Exercise objective
Look below for the line holding "Target: brick chimney" and the line holding "Target: large picture window". Transcribe exactly those lines and all lines between them, nothing more.

[[ Working data, beginning ]]

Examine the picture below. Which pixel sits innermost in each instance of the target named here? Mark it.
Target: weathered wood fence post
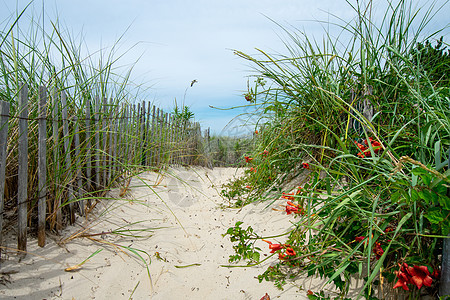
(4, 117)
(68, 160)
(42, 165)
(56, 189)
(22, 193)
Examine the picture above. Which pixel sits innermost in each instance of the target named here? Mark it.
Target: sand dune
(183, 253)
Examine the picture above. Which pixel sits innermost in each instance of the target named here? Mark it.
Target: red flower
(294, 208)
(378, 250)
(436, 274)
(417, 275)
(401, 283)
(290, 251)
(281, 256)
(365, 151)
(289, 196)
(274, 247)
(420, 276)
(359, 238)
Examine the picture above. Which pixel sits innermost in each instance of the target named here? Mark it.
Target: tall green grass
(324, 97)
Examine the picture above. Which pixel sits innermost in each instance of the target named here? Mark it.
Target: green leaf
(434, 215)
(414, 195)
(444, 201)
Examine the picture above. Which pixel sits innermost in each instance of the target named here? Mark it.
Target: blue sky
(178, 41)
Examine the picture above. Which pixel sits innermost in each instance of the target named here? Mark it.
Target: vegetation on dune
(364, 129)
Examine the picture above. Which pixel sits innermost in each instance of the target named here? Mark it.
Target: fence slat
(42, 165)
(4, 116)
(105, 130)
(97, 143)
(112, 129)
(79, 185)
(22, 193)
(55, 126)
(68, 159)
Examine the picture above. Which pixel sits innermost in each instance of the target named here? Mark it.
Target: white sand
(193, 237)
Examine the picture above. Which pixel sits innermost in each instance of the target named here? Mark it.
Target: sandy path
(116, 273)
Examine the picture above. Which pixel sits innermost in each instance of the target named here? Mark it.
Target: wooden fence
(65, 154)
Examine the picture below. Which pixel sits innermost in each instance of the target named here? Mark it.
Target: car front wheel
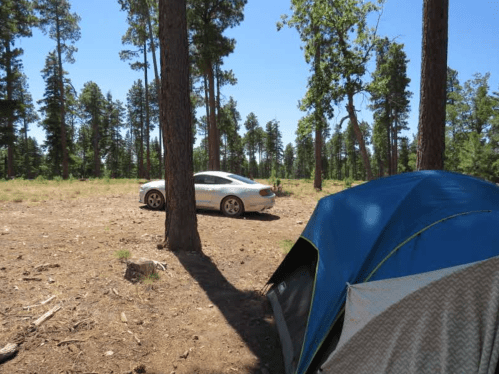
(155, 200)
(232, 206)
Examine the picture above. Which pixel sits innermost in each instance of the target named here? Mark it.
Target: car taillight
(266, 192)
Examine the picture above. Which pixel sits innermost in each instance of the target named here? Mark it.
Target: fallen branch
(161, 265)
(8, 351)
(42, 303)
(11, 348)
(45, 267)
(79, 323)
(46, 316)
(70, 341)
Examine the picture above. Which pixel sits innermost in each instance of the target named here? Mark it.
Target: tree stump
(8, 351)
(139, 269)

[[ Working data, end ]]
[[ Working data, beginning ]]

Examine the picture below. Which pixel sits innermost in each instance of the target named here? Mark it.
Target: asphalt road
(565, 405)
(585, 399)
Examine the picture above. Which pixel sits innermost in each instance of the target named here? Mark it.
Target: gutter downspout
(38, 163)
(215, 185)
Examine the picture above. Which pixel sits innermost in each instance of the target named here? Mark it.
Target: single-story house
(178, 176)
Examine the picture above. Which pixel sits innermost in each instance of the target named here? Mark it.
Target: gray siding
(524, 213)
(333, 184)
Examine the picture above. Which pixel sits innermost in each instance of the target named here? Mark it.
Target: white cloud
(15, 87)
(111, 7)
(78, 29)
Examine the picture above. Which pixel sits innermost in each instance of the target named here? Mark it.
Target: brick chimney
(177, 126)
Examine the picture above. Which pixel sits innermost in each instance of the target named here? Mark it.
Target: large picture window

[[ Working data, end ]]

Task output
Target: brick chimney
(177, 126)
Examine the picture above. Which pixel sits innermost in each instance of the target named here? Mark it.
Target: large picture window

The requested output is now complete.